= What you will do =
Rewrite the records from the line that contains "like x=15 y=302." through the line that contains "x=197 y=176", replacing "shower niche" with "tile niche" and leaving everything else unchanged.

[start of Excerpted records]

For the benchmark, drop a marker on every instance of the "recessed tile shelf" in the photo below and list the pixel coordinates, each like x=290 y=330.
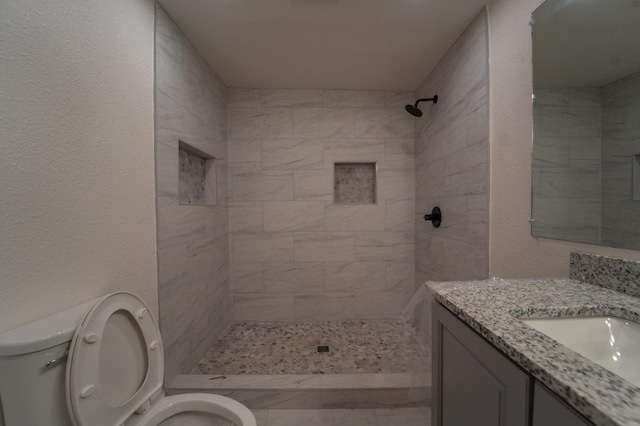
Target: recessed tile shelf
x=197 y=177
x=355 y=183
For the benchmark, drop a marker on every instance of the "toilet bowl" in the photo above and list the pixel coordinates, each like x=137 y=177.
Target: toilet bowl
x=115 y=373
x=193 y=409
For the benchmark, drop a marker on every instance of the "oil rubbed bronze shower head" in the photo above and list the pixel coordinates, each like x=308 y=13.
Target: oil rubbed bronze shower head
x=415 y=111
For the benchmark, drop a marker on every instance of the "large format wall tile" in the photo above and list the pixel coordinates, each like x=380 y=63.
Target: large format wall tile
x=355 y=276
x=289 y=239
x=194 y=293
x=293 y=215
x=452 y=163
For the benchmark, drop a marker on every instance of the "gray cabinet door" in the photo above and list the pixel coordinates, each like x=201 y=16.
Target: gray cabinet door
x=473 y=383
x=549 y=410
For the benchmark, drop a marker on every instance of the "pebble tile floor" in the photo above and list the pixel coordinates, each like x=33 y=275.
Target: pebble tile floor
x=291 y=348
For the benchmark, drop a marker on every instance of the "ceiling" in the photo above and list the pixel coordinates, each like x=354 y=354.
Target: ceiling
x=585 y=43
x=323 y=44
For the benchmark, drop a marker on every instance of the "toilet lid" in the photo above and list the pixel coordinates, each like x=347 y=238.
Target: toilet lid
x=115 y=361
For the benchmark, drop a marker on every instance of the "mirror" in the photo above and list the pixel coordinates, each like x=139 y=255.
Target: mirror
x=586 y=122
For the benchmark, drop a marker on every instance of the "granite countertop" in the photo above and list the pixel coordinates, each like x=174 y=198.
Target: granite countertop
x=492 y=308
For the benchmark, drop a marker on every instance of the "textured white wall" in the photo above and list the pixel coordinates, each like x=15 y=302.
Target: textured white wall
x=513 y=252
x=76 y=154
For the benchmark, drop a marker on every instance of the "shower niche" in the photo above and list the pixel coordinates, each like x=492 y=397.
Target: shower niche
x=354 y=183
x=197 y=176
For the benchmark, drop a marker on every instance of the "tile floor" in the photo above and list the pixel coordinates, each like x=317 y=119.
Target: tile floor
x=291 y=348
x=420 y=416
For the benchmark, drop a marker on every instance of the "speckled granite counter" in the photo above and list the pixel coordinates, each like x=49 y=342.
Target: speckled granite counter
x=491 y=308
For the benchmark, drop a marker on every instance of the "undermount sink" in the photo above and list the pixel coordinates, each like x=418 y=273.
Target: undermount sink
x=613 y=343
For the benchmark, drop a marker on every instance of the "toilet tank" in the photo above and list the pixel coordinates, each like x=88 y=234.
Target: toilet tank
x=32 y=369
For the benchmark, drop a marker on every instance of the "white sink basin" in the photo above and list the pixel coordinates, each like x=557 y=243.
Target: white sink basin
x=613 y=343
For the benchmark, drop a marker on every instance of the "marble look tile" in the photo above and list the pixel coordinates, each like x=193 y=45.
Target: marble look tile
x=475 y=260
x=400 y=145
x=354 y=150
x=400 y=276
x=430 y=179
x=381 y=304
x=364 y=399
x=551 y=152
x=255 y=123
x=167 y=170
x=263 y=307
x=294 y=277
x=313 y=185
x=293 y=215
x=396 y=184
x=400 y=161
x=321 y=417
x=268 y=185
x=340 y=217
x=385 y=245
x=179 y=224
x=245 y=216
x=383 y=123
x=353 y=98
x=262 y=247
x=584 y=97
x=466 y=172
x=192 y=241
x=245 y=153
x=324 y=306
x=417 y=416
x=400 y=215
x=444 y=140
x=477 y=219
x=399 y=98
x=324 y=246
x=571 y=121
x=551 y=97
x=291 y=98
x=323 y=123
x=247 y=277
x=261 y=416
x=355 y=276
x=244 y=98
x=292 y=154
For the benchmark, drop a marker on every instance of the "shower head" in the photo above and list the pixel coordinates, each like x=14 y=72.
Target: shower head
x=415 y=111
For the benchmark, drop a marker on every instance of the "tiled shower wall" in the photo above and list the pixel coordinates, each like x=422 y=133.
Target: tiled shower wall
x=620 y=143
x=566 y=164
x=295 y=255
x=451 y=162
x=193 y=261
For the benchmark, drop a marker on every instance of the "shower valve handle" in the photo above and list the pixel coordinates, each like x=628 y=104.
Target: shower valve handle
x=435 y=217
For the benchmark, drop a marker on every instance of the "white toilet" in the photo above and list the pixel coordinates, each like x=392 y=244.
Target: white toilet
x=113 y=376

[end of Excerpted records]

= Correct response =
For the benchmark, drop a marker on every instance of the "textured white wall" in the photo above and list the pixel coordinates, each like x=15 y=302.
Target: textured white wall
x=513 y=252
x=76 y=154
For the benchmark, drop a marker on every instance of the "tile niche" in the photo above and list the pixel coordinates, each like x=492 y=397.
Target: tile niche
x=354 y=183
x=197 y=176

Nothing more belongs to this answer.